Items listed in a dataset

╔══

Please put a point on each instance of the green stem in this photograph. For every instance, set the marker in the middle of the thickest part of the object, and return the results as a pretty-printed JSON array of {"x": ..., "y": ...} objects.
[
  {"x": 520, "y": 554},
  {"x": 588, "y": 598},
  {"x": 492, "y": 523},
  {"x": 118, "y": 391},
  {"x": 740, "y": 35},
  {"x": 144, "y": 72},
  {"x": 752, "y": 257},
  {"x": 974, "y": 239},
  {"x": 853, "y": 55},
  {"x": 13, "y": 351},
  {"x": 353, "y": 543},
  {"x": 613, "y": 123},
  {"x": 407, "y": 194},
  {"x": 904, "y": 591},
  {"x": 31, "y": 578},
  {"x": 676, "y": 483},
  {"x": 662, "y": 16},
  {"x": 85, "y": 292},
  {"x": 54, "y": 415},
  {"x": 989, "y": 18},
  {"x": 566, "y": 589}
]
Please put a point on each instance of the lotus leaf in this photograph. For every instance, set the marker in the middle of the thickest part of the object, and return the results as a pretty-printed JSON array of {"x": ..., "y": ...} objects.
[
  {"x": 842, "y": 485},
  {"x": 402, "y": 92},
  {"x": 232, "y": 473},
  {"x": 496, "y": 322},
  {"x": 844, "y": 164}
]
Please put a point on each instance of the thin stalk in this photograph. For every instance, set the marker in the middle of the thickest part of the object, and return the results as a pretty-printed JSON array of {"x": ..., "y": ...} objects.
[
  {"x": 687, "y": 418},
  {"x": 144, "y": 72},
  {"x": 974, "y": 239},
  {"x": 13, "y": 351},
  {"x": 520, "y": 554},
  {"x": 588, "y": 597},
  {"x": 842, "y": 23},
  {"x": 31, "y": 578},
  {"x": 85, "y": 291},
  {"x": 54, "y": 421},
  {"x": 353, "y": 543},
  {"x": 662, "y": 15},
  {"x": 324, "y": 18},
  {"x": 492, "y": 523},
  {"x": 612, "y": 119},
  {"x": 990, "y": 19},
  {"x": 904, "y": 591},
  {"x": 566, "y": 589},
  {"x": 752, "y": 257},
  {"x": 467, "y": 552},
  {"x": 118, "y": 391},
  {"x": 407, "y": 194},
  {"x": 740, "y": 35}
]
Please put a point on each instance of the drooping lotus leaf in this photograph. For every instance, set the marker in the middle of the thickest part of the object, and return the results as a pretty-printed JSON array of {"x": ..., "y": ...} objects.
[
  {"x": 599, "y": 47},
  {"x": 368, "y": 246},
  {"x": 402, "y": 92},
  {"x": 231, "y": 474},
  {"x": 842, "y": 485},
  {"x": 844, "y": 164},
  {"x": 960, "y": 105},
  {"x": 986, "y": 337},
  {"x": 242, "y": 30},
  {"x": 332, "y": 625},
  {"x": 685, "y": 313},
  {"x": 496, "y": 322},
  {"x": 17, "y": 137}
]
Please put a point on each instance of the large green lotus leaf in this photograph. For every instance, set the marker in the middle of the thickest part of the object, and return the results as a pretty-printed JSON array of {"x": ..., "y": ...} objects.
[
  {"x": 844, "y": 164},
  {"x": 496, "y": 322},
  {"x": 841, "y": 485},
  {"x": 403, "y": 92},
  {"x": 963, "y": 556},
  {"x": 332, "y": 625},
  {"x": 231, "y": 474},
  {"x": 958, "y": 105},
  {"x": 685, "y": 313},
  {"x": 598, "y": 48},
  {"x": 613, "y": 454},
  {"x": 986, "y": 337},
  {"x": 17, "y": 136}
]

╚══

In full and without alteration, write out the data above.

Exercise output ->
Please put a point on each instance of the green stem in this photograph. For every instance, set the marker in the middle of the thickest part of the object, and return the results as a pretty-printed JSON array of {"x": ..., "y": ...} objects.
[
  {"x": 520, "y": 554},
  {"x": 588, "y": 598},
  {"x": 492, "y": 523},
  {"x": 118, "y": 391},
  {"x": 740, "y": 35},
  {"x": 144, "y": 72},
  {"x": 752, "y": 257},
  {"x": 974, "y": 239},
  {"x": 853, "y": 55},
  {"x": 13, "y": 351},
  {"x": 353, "y": 543},
  {"x": 613, "y": 123},
  {"x": 407, "y": 194},
  {"x": 904, "y": 591},
  {"x": 31, "y": 578},
  {"x": 676, "y": 483},
  {"x": 662, "y": 16},
  {"x": 85, "y": 292},
  {"x": 54, "y": 415},
  {"x": 989, "y": 18},
  {"x": 566, "y": 589}
]
Please put a point on each instance of the lotus leaf in this photograph. For every instance, set the marker in the middle of the thickest part of the object, and return the results as a pretty-printed JSON array of {"x": ..., "y": ...} objects.
[
  {"x": 842, "y": 485},
  {"x": 402, "y": 92},
  {"x": 232, "y": 473},
  {"x": 496, "y": 322},
  {"x": 844, "y": 164}
]
Please put a point on each instance of the thin stalk in this photograph. For every instance, set the marker in the middle of the thickest part of the object, and return the results as a pretty-printed JSON array of {"x": ..., "y": ...} objects.
[
  {"x": 687, "y": 418},
  {"x": 144, "y": 72},
  {"x": 974, "y": 239},
  {"x": 13, "y": 351},
  {"x": 520, "y": 554},
  {"x": 588, "y": 597},
  {"x": 842, "y": 23},
  {"x": 31, "y": 578},
  {"x": 85, "y": 291},
  {"x": 54, "y": 421},
  {"x": 353, "y": 543},
  {"x": 662, "y": 15},
  {"x": 324, "y": 18},
  {"x": 492, "y": 523},
  {"x": 612, "y": 119},
  {"x": 990, "y": 19},
  {"x": 904, "y": 591},
  {"x": 566, "y": 589},
  {"x": 752, "y": 257},
  {"x": 467, "y": 552},
  {"x": 118, "y": 391},
  {"x": 407, "y": 194},
  {"x": 740, "y": 35}
]
Please put a point on each instance of the drooping lotus leaf in this photograph. For every instance, set the marker in the middle of the thickest part of the object, and return the results as a pretty-printed JSON array of {"x": ..., "y": ...} objects.
[
  {"x": 599, "y": 47},
  {"x": 368, "y": 246},
  {"x": 402, "y": 92},
  {"x": 231, "y": 474},
  {"x": 842, "y": 485},
  {"x": 844, "y": 164},
  {"x": 960, "y": 105},
  {"x": 986, "y": 337},
  {"x": 242, "y": 30},
  {"x": 332, "y": 625},
  {"x": 685, "y": 313},
  {"x": 496, "y": 322},
  {"x": 17, "y": 137}
]
Please put a point on each instance of the large green lotus leaf in this photograph. For every instance, set the marker in the middle of the thickest part of the object, and return the results as a pretty-printed JSON array of {"x": ..., "y": ...} objects.
[
  {"x": 844, "y": 164},
  {"x": 496, "y": 322},
  {"x": 841, "y": 485},
  {"x": 403, "y": 92},
  {"x": 963, "y": 556},
  {"x": 332, "y": 625},
  {"x": 231, "y": 474},
  {"x": 958, "y": 105},
  {"x": 685, "y": 313},
  {"x": 598, "y": 48},
  {"x": 613, "y": 454},
  {"x": 986, "y": 337},
  {"x": 17, "y": 136}
]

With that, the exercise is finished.